__Do this__: Pull out each line of the listing that contains the string "target" and copy it unchanged.

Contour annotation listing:
— start —
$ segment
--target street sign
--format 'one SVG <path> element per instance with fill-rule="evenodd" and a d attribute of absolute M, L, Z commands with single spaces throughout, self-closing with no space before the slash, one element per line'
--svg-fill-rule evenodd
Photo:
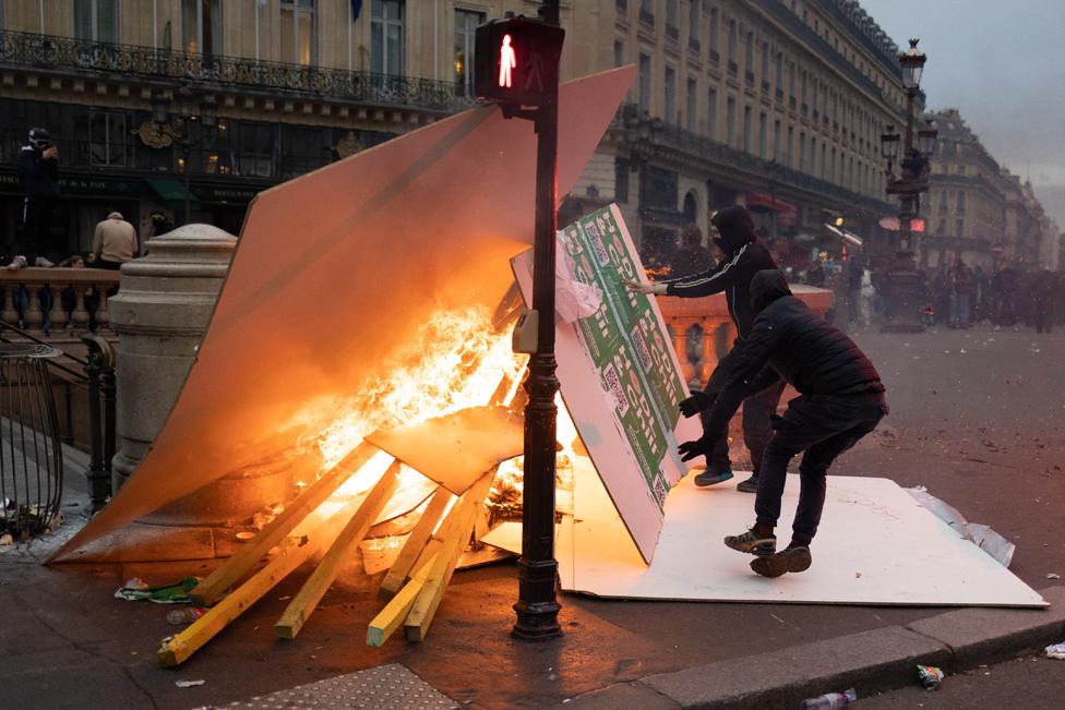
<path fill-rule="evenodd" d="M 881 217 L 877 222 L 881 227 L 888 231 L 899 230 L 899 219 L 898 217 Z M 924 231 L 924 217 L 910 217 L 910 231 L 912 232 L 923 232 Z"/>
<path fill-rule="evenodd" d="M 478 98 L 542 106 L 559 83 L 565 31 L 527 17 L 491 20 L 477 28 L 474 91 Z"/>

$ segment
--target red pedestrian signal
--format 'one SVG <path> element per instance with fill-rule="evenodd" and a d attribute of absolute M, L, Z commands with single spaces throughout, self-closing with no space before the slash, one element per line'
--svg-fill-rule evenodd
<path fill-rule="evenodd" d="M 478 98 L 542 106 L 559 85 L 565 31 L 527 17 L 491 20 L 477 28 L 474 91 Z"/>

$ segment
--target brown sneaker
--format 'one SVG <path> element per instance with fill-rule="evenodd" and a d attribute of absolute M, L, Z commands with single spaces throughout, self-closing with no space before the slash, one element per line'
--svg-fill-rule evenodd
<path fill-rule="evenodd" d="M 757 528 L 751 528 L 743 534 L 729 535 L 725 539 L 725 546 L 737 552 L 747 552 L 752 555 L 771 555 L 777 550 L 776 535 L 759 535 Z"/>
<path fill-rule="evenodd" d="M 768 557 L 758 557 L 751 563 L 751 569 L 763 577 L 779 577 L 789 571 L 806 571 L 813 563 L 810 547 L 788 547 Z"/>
— end —
— start —
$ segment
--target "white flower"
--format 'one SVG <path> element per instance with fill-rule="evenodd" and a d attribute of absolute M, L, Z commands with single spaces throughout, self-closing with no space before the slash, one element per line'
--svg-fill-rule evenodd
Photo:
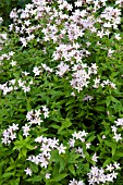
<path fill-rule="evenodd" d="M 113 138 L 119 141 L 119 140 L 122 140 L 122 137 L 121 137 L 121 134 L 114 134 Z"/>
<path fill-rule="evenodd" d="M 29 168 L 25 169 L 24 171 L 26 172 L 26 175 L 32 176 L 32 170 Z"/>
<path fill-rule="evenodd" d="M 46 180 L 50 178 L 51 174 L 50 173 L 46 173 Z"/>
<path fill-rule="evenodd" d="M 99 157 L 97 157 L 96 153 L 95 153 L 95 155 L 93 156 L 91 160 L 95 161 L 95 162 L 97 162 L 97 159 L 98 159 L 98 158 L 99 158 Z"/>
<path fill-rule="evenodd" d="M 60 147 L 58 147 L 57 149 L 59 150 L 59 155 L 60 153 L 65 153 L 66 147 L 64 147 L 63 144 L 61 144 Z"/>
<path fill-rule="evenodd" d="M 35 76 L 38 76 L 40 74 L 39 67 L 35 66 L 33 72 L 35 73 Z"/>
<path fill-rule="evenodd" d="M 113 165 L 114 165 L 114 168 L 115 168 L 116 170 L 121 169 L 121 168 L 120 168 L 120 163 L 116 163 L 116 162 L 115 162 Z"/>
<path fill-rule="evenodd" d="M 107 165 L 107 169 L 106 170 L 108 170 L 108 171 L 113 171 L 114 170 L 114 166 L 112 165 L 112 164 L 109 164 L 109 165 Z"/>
— end —
__Full answer__:
--target street sign
--target red pedestrian signal
--target brown sneaker
--target "white flower"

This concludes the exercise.